> _REQUIRED TASK_
Transcribe the passage of the forum thread on finding the closest pair of vectors from "functional.pdist works well, it" to "this condensed vector.", reproducing the wording precisely.

> _TEXT SEGMENT_
What is the most efficient way to get the closest pair of a set of vectors?

flyaway · December 20, 2019, 5:50pm

I have a matrix M in size of n*d, where n is the number of vectors and d is the dimension of each vector. Now, I want to find the closest pair of this n vectors. Be note, I only need the closest pair.
I have two ways of doing this:

Use the PairwiseDistance and argmin function. However, this method uses too much memory. Half of the returned matrix is useless.
functional.pdist works well, it does not double computing. However, this function returns a condensed vector. I do not know how to recover the (i,j) index from this condensed vector.

The input matrix M changes and need to recompute the closest pair in every iteration. So, I want the whole process to be as efficient as possible.

Any suggestions about solving this efficiently?

flyaway · December 20, 2019, 8:37pm

I solved this by recovering the (i,j) index from the k index in the functional.pdist.
The code:

def get_index(k, n):
    p = n-1
    kk = k
    j = 1
    i = 0
    while kk >= p:
        kk = kk-p
        p = p-1
        j += 1
        i += 1
    return i, j+kk

KFrank · December 20, 2019, 10:13pm

Hi Fly!

In practice, for reasonable values of n and d, I expect that
pdist will do about as well as you can.

However, the so-called computational cost of your pdist
solution is a suboptimal O(d * n^2). If you search on
closest-pair problem, you will see that your problem can
be solved in O(d * n * log n) time. However, these
“faster” algorithms don’t vectorize naturally, so you give
up much of the benefit of using a gpu (and even pipelines
in a cpu). Thus your “naive” pdist solution may well run
faster (even as it requires more operations).

Good luck.

K. Frank

> _STORED DATA_
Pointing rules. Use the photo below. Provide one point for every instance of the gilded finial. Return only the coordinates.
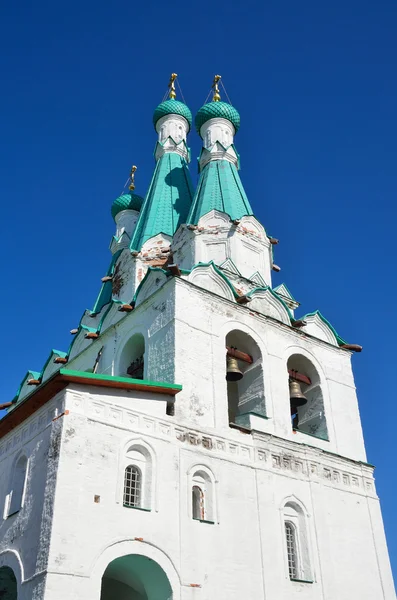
(132, 178)
(216, 97)
(171, 86)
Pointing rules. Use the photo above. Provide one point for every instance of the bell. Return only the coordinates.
(233, 373)
(296, 396)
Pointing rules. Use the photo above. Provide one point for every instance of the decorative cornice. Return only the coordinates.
(60, 380)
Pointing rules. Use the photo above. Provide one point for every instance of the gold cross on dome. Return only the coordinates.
(216, 97)
(132, 178)
(171, 86)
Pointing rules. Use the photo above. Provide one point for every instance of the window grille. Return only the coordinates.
(290, 536)
(198, 503)
(132, 486)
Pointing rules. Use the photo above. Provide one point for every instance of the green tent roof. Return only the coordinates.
(172, 107)
(219, 188)
(127, 201)
(167, 202)
(213, 110)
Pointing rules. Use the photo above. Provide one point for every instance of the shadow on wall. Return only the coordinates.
(8, 584)
(132, 359)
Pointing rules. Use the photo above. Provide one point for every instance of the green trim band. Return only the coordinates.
(130, 380)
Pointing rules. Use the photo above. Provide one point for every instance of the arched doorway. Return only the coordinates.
(8, 584)
(135, 577)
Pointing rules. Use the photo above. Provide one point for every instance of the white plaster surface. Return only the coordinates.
(61, 541)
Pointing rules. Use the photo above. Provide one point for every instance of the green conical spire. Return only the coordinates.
(170, 194)
(167, 202)
(219, 188)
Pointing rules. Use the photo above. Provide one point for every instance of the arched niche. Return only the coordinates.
(132, 358)
(247, 396)
(309, 418)
(135, 577)
(8, 584)
(296, 541)
(202, 490)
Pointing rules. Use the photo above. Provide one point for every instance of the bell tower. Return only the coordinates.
(198, 439)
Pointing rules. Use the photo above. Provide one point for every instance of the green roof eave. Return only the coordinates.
(59, 381)
(283, 284)
(340, 340)
(216, 269)
(171, 388)
(274, 294)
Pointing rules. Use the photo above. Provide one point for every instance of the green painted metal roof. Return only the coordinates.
(172, 107)
(213, 110)
(219, 188)
(128, 201)
(167, 202)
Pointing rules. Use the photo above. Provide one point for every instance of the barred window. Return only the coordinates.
(198, 503)
(132, 486)
(290, 536)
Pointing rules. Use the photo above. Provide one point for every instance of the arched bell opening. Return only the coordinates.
(132, 360)
(8, 584)
(135, 577)
(244, 376)
(306, 398)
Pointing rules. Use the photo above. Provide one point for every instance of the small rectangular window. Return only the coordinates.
(132, 486)
(290, 536)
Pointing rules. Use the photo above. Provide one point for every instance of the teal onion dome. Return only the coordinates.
(127, 201)
(214, 110)
(172, 107)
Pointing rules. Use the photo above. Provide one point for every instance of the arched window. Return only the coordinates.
(132, 363)
(296, 542)
(137, 473)
(198, 508)
(202, 496)
(292, 554)
(307, 413)
(132, 486)
(244, 376)
(17, 485)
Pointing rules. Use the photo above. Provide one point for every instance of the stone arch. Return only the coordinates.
(309, 418)
(141, 570)
(201, 477)
(139, 453)
(295, 528)
(246, 396)
(8, 584)
(11, 574)
(131, 359)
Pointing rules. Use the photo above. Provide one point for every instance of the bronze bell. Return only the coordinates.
(233, 372)
(296, 396)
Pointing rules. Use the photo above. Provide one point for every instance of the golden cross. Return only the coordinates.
(216, 97)
(132, 177)
(171, 86)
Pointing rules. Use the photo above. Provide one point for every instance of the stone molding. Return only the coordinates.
(260, 450)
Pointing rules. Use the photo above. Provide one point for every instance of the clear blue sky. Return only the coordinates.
(315, 84)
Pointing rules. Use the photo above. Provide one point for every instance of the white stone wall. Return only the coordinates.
(25, 536)
(242, 554)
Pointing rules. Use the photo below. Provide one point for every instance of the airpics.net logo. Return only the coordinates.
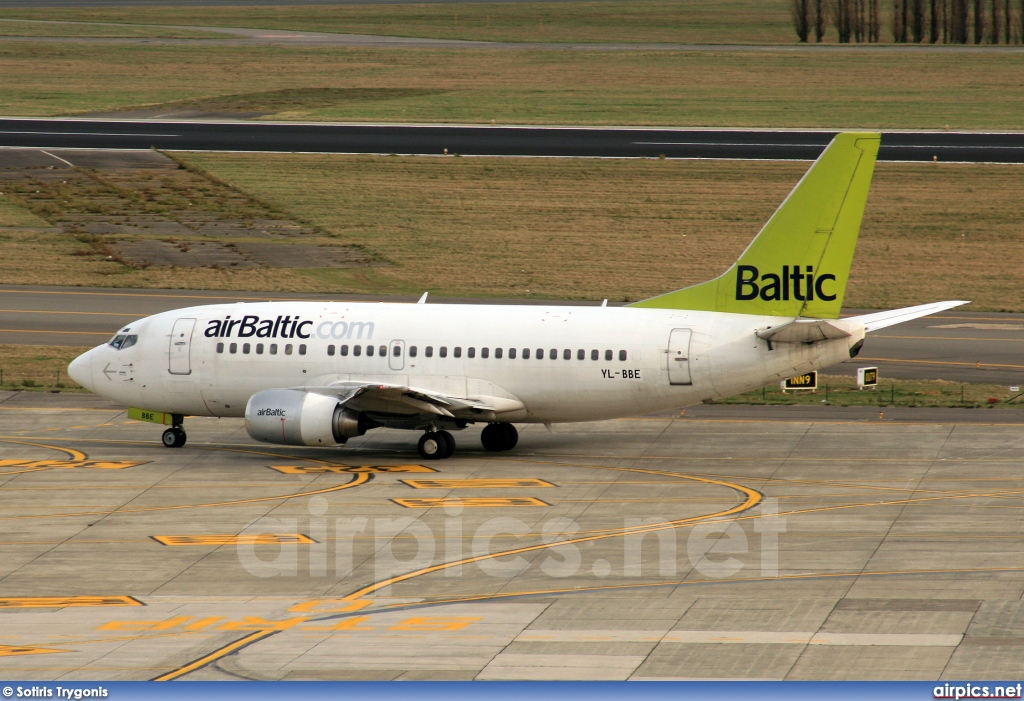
(791, 283)
(503, 546)
(287, 326)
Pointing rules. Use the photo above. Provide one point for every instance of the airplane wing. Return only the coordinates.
(890, 318)
(387, 398)
(804, 331)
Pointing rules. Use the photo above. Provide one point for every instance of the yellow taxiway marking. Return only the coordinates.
(943, 362)
(62, 602)
(61, 333)
(50, 311)
(215, 655)
(483, 483)
(45, 465)
(471, 502)
(347, 469)
(228, 539)
(12, 650)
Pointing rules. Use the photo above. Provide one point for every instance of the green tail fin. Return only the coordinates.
(799, 264)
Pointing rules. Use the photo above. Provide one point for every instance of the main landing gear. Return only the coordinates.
(175, 437)
(436, 445)
(499, 437)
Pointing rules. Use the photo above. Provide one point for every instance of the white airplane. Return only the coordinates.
(321, 373)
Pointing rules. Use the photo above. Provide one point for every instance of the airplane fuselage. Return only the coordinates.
(561, 363)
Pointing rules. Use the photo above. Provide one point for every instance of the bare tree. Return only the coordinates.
(842, 11)
(820, 19)
(899, 20)
(918, 20)
(801, 18)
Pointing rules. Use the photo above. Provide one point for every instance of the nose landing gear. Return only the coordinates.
(175, 437)
(436, 445)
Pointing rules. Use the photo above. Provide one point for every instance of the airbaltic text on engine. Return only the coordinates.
(286, 327)
(774, 287)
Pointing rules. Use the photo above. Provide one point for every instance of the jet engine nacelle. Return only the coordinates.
(297, 418)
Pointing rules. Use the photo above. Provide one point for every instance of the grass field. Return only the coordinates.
(697, 22)
(564, 228)
(18, 28)
(842, 391)
(36, 367)
(717, 89)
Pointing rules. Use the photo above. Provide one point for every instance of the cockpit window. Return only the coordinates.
(122, 341)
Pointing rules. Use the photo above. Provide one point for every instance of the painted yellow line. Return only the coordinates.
(62, 602)
(483, 483)
(348, 469)
(215, 655)
(50, 311)
(229, 539)
(13, 650)
(470, 502)
(943, 362)
(693, 582)
(71, 333)
(753, 497)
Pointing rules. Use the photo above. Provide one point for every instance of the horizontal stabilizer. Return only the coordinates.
(804, 331)
(891, 318)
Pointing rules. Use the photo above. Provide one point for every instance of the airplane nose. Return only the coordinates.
(80, 369)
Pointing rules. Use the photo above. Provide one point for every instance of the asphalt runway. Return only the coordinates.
(736, 543)
(978, 347)
(493, 140)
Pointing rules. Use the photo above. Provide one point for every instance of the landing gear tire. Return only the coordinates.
(499, 437)
(435, 446)
(174, 438)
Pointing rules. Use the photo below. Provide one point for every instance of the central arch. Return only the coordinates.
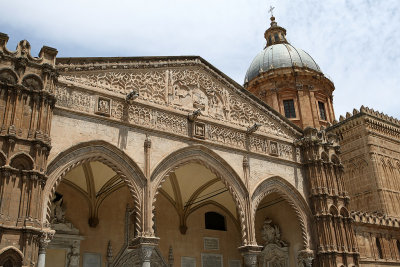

> _RESPONSE TO THIS TASK_
functional.pdist works well, it does not double computing. However, this function returns a condensed vector. I do not know how to recover the (i,j) index from this condensed vector.